- _Data listing_
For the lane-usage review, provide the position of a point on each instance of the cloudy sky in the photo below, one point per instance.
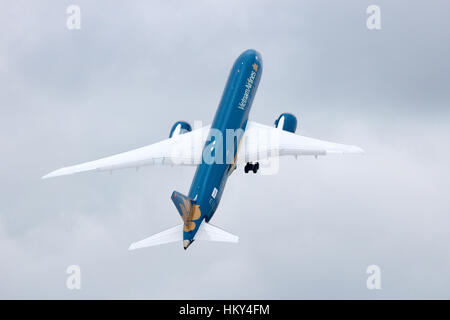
(308, 232)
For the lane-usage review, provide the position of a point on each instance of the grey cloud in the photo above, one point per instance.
(308, 232)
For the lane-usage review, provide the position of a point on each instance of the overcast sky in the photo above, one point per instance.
(310, 231)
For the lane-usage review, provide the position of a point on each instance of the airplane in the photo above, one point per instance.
(216, 150)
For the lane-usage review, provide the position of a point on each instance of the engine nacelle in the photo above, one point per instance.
(286, 122)
(179, 127)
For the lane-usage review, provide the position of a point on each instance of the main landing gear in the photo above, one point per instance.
(251, 167)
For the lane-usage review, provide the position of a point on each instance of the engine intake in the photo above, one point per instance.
(179, 127)
(286, 122)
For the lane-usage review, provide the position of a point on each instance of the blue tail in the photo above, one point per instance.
(190, 213)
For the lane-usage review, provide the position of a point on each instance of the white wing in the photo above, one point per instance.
(263, 142)
(185, 149)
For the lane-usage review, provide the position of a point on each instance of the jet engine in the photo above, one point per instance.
(179, 127)
(286, 122)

- _Your objective_
Print every line above without any changes, leaving out the pictures.

- _Result for this task_
For the lane-usage review, provide the position of a point on each instance of the cloudy sky in the photo below, one point per instance.
(308, 232)
For the lane-usage review, provide the position of a point on each instance of the grey cloud in the photo above, one point per instance.
(308, 232)
For the lane-usage review, provide the position of a point on each instance of the overcast sky in the photo above, one point per instance.
(310, 231)
For the lane-usage review, provide the position of a point on each instance of the airplane in the photo above, one point per instance.
(216, 150)
For the lane-usage review, provide the position of a point on each instance of the engine nacelle in the photo above, one point per instance.
(286, 122)
(179, 127)
For the lane-usage review, provide the position of a point on each instance of the main landing gear in the photo above, one point per instance.
(251, 167)
For the lane-usage review, provide the position of a point on each instance of the engine intake in the photo above, one point per instance.
(179, 127)
(286, 122)
For the lane-usage review, provide the position of a point on each instance of the blue tail in the photo above, one point per instance.
(190, 213)
For the lane-usage review, provide the position of a point on each instance of the white wing in the photo above, one point per instance.
(263, 142)
(185, 149)
For the lane-usage review, provide the position of a point on each instance of the jet engine in the photo above, one point per instance.
(179, 127)
(286, 122)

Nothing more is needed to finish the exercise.